▶ _Request_
Every entry must be echoed exactly.

──────── Supplied information ────────

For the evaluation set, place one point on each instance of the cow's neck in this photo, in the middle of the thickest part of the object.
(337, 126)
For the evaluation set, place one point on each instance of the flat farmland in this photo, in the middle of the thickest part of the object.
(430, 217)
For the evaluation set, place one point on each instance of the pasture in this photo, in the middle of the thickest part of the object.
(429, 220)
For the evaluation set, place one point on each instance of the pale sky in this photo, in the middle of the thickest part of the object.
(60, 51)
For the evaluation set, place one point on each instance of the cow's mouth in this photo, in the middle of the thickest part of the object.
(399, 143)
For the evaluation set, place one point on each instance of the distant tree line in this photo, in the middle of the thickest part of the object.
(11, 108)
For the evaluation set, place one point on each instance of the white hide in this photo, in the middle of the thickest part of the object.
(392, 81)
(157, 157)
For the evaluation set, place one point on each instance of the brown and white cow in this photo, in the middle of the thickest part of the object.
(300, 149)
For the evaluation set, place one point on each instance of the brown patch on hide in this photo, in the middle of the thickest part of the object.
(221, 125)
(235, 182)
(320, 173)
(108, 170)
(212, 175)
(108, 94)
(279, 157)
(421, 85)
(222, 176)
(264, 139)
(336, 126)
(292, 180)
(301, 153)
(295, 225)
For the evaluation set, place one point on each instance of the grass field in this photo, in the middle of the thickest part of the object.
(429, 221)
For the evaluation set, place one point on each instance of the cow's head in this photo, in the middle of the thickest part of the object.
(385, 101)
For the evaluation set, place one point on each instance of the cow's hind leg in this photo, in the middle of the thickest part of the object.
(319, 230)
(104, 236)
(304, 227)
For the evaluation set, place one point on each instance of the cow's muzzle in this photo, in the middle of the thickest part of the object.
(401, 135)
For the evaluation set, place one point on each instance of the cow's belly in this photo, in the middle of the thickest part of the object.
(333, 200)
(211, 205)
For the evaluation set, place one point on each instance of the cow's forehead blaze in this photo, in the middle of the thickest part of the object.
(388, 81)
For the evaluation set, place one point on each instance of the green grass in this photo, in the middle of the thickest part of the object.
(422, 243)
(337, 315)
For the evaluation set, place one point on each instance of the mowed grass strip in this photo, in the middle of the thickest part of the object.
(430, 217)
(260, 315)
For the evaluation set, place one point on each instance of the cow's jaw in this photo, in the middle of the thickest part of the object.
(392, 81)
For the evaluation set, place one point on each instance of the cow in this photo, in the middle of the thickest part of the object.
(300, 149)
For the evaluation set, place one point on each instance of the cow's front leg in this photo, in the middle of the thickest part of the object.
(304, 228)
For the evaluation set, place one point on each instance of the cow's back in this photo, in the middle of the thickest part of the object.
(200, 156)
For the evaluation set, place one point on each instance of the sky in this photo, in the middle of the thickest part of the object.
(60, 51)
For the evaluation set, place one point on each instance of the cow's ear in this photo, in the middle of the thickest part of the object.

────────

▶ _Problem solution_
For the evaluation set, place one point on each instance of the cow's neck in this photo, in the middle of the thickest part of the object.
(337, 126)
For the evaluation set, place one point on each instance of the flat farmland in this photo, in the middle of the thickest part of the object.
(430, 217)
For the evaluation set, place one point on each instance of the pasture in this photo, in the middle of the thickest part of the object.
(429, 220)
For the evaluation set, place one point on each instance of the pale sky in this photo, in the middle of the thickest part of the object.
(60, 51)
For the evaluation set, place one point on each instance of the cow's mouth in this photo, in the middle of the thickest part of the object.
(399, 143)
For the evaluation set, place one point on each instance of the distant tree line in this photo, in the middle of the thickest part of the object.
(11, 108)
For the evaluation set, place one point on each instance of the white hide in this photo, in the middle of the thickest part of the object.
(392, 81)
(157, 157)
For the evaluation set, place one point on each instance of the brown and white cow in this photo, in the middle of the thickest part of the object.
(300, 149)
For the evaluation set, place one point on each instance of the brown patch on hide in this photo, in the middle of the thickest part of the object.
(221, 125)
(235, 182)
(320, 173)
(108, 170)
(212, 175)
(108, 94)
(279, 157)
(421, 85)
(222, 176)
(264, 139)
(336, 126)
(292, 180)
(301, 153)
(295, 225)
For the evaluation set, place one point on each instance of the grass field in this photo, in the middle of the thickest part of the object.
(429, 221)
For the evaluation set, place one point on each instance of the cow's head in this photo, in the middle of the thickest part of the object.
(385, 101)
For the evaluation set, place one point on each instance of the cow's hind leg in this photo, in the middle of the thickest part of the object.
(319, 230)
(104, 236)
(304, 227)
For the evaluation set, place one point on each instance of the cow's muzzle in this photo, in the middle of the thickest part of the object.
(401, 135)
For the evaluation set, place one point on each instance of the cow's belly in this photo, in the middle of the thickest part of the object.
(333, 200)
(211, 205)
For the evaluation set, place one point on each instance of the cow's forehead blaze in this photo, in the middle of the thickest part of the object.
(388, 81)
For the evaluation set, place one point on each instance of the green grass in this photo, in the middle of the thickest part of the object.
(422, 243)
(337, 315)
For the evaluation set, place one point on each instance of the mowed grass strip in this photo, in the middle of the thickest part of the object.
(430, 217)
(260, 315)
For the evaluation set, place one point on each instance of the cow's jaw in this photo, in the middle of the thickest part of the object.
(392, 81)
For the evaluation set, place one point on each instance of the cow in this photo, in the middle of the thickest part of the object.
(300, 149)
For the evaluation set, place one point on each instance of the cow's front leg in this photo, in the middle of the thickest part of the object.
(304, 228)
For the evaluation set, place one point on each instance of the cow's back in this photo, in the middle of the thickest part of the object.
(200, 156)
For the evaluation set, place one point on each instance of the sky in this photo, in the middle of the thickest part of the object.
(60, 51)
For the evaluation set, place one point on each instance of the cow's ear in this photo, in the middle of the thickest part of the object.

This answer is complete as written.